Written exercise A -> In the listing further down, reproduce word for word the lines from the one containing "Place a point on each instance of the white window" up to and including the one containing "x=461, y=180".

Selected excerpt ->
════
- Title card
- Directed by: Dorai–Bhagavan
- Written by: Dorai–Bhagavan
- Produced by: Dorai–Bhagavan
- Starring: Rajkumar Narasimharaju Rekha Surekha
- Cinematography: B. Dorairaj
- Edited by: Venkataram
- Music by: G. K. Venkatesh
- Production company: Golden Studio
- Distributed by: Reliable Movies
- Release date: 1969;
- Country: India
- Language: Kannada

= Operation Jackpot Nalli C.I.D 999 =

1969 Indian film by S.K Bhagavan

Operation Jackpot Nalli C.I.D 999 is a 1969 Indian Kannada-language spy thriller film directed and produced by Dorai–Bhagavan. It stars Rajkumar, Narasimharaju and Rekha.

The film is the third in the CID 999 franchise, created along the lines of the James Bond and James Bond-styled films, with the first two being Jedara Bale & Goa Dalli CID 999. The success of this movie led to one more sequel - Operation Diamond Racket. This was the debut movie of actress Rekha in a lead role.
════
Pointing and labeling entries

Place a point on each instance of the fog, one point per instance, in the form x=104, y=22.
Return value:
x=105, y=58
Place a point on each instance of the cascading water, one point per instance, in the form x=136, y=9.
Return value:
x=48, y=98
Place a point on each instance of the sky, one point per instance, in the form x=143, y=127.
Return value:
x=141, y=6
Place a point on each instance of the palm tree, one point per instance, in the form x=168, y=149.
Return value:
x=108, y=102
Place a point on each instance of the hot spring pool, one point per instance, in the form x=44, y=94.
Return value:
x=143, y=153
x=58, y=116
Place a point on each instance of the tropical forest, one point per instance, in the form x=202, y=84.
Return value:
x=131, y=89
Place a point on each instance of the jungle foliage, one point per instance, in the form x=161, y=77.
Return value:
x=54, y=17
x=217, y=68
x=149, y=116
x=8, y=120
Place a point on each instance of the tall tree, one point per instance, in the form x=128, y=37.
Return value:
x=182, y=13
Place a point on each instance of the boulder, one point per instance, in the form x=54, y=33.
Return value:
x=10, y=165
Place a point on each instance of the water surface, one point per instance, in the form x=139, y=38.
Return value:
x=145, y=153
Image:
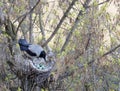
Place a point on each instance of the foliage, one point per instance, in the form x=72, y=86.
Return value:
x=90, y=59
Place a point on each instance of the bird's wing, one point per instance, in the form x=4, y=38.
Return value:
x=35, y=49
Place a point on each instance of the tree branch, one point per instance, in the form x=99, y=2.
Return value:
x=24, y=15
x=60, y=23
x=105, y=54
x=71, y=31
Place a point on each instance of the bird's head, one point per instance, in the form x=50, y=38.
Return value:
x=43, y=54
x=23, y=42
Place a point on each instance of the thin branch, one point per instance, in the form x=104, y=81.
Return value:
x=24, y=16
x=60, y=23
x=105, y=54
x=71, y=31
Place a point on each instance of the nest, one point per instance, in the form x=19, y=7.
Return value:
x=33, y=69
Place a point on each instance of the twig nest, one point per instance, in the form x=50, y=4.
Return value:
x=28, y=66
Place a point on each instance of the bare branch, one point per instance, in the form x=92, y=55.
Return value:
x=24, y=15
x=72, y=29
x=105, y=54
x=60, y=23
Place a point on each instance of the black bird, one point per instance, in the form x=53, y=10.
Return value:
x=32, y=49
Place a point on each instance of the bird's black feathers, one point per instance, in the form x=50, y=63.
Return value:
x=32, y=49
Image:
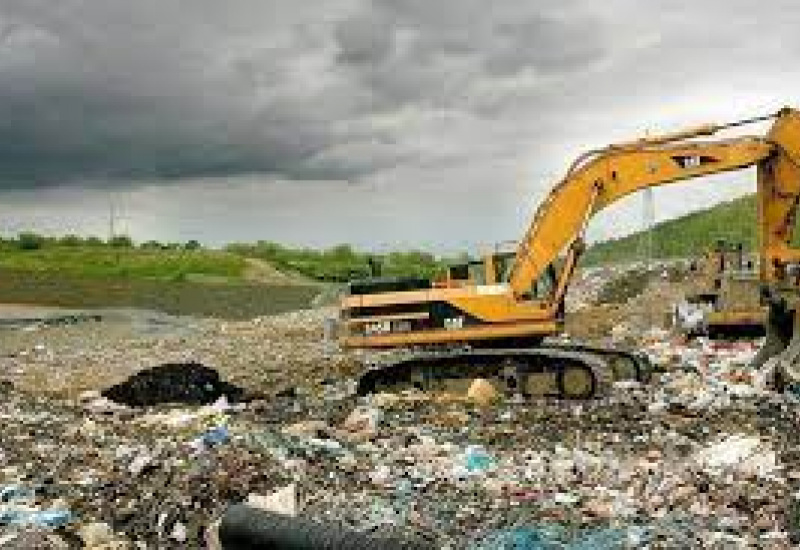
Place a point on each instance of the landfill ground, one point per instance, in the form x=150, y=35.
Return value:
x=702, y=457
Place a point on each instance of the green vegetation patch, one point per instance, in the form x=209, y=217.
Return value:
x=122, y=262
x=230, y=301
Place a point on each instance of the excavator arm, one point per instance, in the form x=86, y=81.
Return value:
x=601, y=177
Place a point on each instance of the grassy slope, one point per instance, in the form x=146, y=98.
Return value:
x=190, y=282
x=686, y=236
x=125, y=263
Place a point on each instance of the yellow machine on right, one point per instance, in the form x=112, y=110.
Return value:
x=495, y=325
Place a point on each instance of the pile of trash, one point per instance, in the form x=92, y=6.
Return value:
x=151, y=456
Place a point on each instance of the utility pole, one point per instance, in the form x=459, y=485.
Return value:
x=111, y=216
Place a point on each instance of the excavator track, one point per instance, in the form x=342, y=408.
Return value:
x=562, y=371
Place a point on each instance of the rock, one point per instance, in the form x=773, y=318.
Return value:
x=178, y=532
x=30, y=539
x=96, y=534
x=307, y=428
x=188, y=383
x=363, y=419
x=283, y=501
x=482, y=392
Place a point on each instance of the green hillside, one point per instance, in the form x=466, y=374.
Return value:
x=686, y=236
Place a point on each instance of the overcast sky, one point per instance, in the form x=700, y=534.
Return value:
x=435, y=124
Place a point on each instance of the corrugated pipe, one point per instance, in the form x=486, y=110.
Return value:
x=245, y=528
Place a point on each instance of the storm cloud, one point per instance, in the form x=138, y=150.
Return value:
x=476, y=105
x=99, y=90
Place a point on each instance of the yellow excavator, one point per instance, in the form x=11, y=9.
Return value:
x=490, y=319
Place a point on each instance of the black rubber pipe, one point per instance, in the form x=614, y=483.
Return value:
x=246, y=528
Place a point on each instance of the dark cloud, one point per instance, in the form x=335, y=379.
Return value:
x=412, y=97
x=115, y=90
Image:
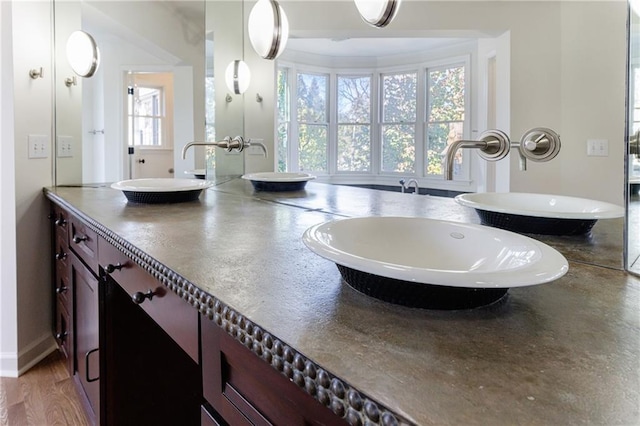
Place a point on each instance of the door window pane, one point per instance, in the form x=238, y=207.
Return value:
x=398, y=148
x=445, y=116
x=312, y=141
x=354, y=123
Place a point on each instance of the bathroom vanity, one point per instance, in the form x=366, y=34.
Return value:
x=214, y=312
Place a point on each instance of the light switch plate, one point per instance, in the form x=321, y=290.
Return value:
x=38, y=146
x=597, y=148
x=255, y=150
x=65, y=146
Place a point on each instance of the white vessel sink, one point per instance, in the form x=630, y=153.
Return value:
x=275, y=181
x=539, y=213
x=162, y=190
x=432, y=263
x=197, y=173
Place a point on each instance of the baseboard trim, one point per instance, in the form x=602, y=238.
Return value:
x=14, y=365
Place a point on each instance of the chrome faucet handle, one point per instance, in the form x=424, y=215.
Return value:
x=540, y=144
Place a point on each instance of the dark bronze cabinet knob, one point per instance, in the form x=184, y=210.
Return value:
x=139, y=297
x=112, y=268
x=78, y=239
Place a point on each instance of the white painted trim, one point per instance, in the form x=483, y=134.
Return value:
x=14, y=365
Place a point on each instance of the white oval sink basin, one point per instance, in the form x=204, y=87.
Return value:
x=162, y=190
x=275, y=181
x=414, y=255
x=198, y=173
x=539, y=213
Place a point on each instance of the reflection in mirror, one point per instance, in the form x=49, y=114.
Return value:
x=148, y=93
x=633, y=158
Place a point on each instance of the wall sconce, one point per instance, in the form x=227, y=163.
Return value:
x=268, y=29
x=36, y=73
x=70, y=81
x=82, y=54
x=378, y=13
x=237, y=76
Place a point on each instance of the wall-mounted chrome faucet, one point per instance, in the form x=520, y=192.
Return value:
x=238, y=143
x=538, y=144
x=404, y=187
x=493, y=145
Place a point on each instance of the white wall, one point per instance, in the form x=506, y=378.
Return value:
x=26, y=311
x=567, y=73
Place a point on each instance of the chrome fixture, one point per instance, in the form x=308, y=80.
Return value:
x=238, y=143
x=237, y=76
x=268, y=29
x=36, y=73
x=634, y=144
x=494, y=145
x=538, y=144
x=404, y=187
x=378, y=13
x=82, y=53
x=70, y=81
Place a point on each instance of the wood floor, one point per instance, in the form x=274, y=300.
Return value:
x=45, y=395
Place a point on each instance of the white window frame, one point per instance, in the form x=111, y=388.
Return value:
x=461, y=180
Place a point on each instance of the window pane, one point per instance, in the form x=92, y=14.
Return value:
x=312, y=98
x=283, y=145
x=283, y=95
x=439, y=136
x=354, y=148
x=398, y=148
x=147, y=131
x=399, y=98
x=354, y=99
x=312, y=140
x=446, y=94
x=148, y=101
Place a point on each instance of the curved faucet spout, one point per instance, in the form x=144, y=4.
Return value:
x=494, y=145
x=450, y=154
x=224, y=143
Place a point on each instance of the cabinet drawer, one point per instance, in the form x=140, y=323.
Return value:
x=64, y=334
x=61, y=223
x=178, y=319
x=63, y=288
x=84, y=242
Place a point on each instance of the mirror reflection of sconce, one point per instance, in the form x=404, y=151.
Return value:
x=82, y=54
x=237, y=76
x=268, y=29
x=378, y=13
x=70, y=81
x=36, y=73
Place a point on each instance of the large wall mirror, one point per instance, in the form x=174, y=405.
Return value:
x=554, y=64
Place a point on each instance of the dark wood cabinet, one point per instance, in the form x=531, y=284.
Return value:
x=86, y=336
x=140, y=354
x=246, y=390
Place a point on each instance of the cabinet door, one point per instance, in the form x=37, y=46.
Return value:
x=86, y=336
x=245, y=390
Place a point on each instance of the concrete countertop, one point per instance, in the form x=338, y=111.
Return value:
x=560, y=353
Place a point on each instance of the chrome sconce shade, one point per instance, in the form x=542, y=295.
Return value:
x=83, y=54
x=268, y=29
x=378, y=13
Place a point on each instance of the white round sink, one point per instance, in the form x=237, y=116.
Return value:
x=275, y=181
x=414, y=255
x=539, y=213
x=198, y=173
x=162, y=190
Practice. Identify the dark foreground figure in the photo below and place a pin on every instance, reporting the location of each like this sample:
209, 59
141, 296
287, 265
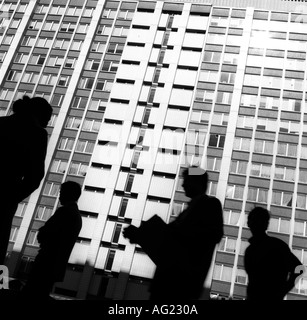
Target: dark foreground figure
57, 238
269, 263
182, 250
23, 149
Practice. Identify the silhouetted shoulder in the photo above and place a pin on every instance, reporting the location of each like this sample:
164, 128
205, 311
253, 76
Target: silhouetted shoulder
278, 243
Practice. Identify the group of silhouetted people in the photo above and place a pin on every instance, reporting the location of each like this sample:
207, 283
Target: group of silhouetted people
24, 145
181, 250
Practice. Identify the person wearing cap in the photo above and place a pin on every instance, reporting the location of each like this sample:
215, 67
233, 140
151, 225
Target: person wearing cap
183, 249
23, 141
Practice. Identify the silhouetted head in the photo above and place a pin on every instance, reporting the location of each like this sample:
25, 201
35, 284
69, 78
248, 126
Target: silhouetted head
37, 109
70, 192
195, 181
258, 220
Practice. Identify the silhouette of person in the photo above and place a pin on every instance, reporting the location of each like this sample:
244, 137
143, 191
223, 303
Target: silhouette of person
182, 250
23, 144
269, 262
57, 238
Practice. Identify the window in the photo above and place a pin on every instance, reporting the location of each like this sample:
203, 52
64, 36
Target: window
44, 43
257, 195
37, 59
109, 13
287, 149
98, 46
221, 272
248, 100
66, 144
303, 152
227, 244
41, 9
269, 102
13, 75
282, 198
61, 44
13, 234
88, 12
99, 105
120, 31
6, 94
115, 48
242, 144
63, 81
204, 95
74, 11
279, 225
43, 213
300, 228
301, 201
123, 207
109, 66
26, 264
58, 166
57, 10
78, 169
224, 97
245, 122
91, 125
263, 146
266, 124
289, 127
117, 232
234, 192
67, 27
51, 189
291, 105
104, 85
125, 14
230, 58
231, 217
303, 176
69, 63
238, 167
8, 39
241, 276
129, 182
200, 116
110, 260
55, 61
86, 83
85, 146
20, 211
220, 119
32, 238
214, 164
76, 45
56, 100
92, 64
260, 170
212, 188
82, 28
79, 103
216, 140
3, 54
51, 26
227, 77
284, 173
244, 244
14, 23
30, 77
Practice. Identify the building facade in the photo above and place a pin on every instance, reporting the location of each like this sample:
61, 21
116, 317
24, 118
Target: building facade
142, 89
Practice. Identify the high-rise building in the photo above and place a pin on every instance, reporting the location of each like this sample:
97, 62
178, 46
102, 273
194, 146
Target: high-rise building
142, 89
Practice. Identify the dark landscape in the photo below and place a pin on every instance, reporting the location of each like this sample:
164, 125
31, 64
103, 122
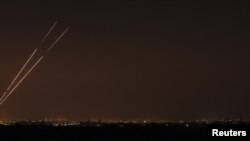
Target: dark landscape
120, 131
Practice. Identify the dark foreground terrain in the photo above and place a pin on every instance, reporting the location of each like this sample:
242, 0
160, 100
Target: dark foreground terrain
117, 131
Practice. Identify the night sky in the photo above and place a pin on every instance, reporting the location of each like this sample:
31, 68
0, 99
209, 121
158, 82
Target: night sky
129, 59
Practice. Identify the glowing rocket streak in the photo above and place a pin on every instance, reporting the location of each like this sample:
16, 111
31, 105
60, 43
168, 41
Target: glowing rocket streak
40, 59
31, 56
13, 81
57, 40
1, 102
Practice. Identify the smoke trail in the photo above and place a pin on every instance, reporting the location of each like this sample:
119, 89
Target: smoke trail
26, 63
19, 82
57, 40
1, 102
13, 81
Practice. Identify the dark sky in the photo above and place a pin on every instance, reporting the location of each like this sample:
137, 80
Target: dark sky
128, 59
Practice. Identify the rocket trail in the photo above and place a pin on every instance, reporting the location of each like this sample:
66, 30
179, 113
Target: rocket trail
13, 81
19, 82
57, 40
26, 63
38, 61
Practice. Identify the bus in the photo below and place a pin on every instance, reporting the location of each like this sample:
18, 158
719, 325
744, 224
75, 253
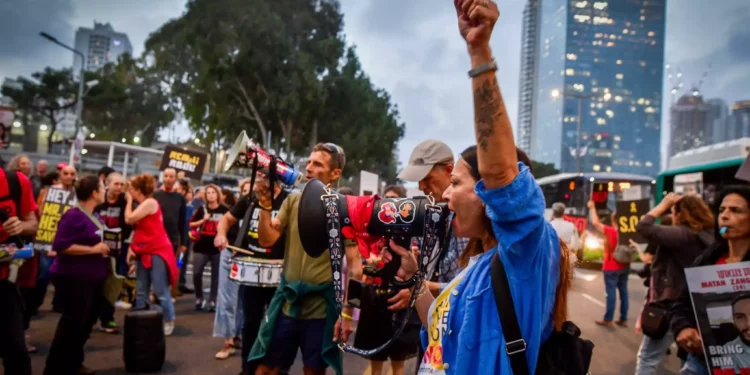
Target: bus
576, 189
704, 171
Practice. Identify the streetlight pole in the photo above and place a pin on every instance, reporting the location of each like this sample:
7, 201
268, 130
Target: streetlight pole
79, 101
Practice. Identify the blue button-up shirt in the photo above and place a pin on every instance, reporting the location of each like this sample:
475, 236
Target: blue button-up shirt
530, 251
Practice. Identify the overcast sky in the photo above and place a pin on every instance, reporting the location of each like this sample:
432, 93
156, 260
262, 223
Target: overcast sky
410, 48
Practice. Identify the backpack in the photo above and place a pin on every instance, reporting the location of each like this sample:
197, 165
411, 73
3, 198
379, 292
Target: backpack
624, 254
564, 352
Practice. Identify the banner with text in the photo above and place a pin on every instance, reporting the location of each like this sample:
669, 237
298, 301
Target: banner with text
721, 300
56, 203
629, 213
181, 159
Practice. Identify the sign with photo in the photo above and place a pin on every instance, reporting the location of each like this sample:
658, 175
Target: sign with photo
629, 213
56, 203
721, 301
181, 159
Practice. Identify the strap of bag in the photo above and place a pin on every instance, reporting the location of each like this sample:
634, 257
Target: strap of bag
515, 345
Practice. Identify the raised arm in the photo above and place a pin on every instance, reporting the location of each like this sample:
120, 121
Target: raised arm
496, 149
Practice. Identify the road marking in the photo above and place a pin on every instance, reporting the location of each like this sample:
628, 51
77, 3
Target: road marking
594, 300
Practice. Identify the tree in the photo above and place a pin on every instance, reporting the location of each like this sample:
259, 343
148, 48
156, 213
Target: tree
274, 66
50, 95
127, 102
543, 169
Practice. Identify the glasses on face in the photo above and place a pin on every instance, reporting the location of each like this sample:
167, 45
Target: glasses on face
336, 150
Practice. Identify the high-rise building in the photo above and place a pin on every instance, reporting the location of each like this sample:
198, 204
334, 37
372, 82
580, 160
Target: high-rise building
612, 54
101, 45
739, 121
691, 124
718, 119
529, 61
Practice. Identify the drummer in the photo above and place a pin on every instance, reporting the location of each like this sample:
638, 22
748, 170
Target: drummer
255, 298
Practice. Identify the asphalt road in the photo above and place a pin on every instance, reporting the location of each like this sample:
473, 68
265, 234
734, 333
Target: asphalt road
191, 349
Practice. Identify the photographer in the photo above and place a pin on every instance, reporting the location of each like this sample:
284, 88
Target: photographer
302, 313
498, 204
18, 201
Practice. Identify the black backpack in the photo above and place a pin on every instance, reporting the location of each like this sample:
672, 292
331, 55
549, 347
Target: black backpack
564, 353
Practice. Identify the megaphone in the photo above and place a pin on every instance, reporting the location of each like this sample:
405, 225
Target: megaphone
246, 154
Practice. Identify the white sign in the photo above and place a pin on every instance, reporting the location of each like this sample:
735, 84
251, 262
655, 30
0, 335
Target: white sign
721, 302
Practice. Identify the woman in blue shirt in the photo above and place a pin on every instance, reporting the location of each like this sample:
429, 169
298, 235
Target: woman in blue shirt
503, 214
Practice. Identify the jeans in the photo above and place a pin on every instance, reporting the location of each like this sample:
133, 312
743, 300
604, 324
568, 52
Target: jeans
616, 281
255, 300
158, 277
693, 366
78, 298
13, 342
199, 264
229, 314
651, 353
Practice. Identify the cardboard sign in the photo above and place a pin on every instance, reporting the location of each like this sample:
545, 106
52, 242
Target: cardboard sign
721, 301
600, 194
629, 213
191, 162
56, 203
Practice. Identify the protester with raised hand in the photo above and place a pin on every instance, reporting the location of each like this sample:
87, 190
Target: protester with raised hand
504, 214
════
Written exercise B -> Transcribe the entire article on Operation Jackpot Nalli C.I.D 999 exactly as it appears.

Problem solution A ->
Place a point on each instance of the white window frame, one point per instance, in the form x=111, y=388.
Return value:
x=461, y=180

Problem solution B ->
- Title card
- Directed by: Dorai–Bhagavan
- Written by: Dorai–Bhagavan
- Produced by: Dorai–Bhagavan
- Starring: Rajkumar Narasimharaju Rekha Surekha
- Cinematography: B. Dorairaj
- Edited by: Venkataram
- Music by: G. K. Venkatesh
- Production company: Golden Studio
- Distributed by: Reliable Movies
- Release date: 1969;
- Country: India
- Language: Kannada

= Operation Jackpot Nalli C.I.D 999 =

1969 Indian film by S.K Bhagavan

Operation Jackpot Nalli C.I.D 999 is a 1969 Indian Kannada-language spy thriller film directed and produced by Dorai–Bhagavan. It stars Rajkumar, Narasimharaju and Rekha.

The film is the third in the CID 999 franchise, created along the lines of the James Bond and James Bond-styled films, with the first two being Jedara Bale & Goa Dalli CID 999. The success of this movie led to one more sequel - Operation Diamond Racket. This was the debut movie of actress Rekha in a lead role.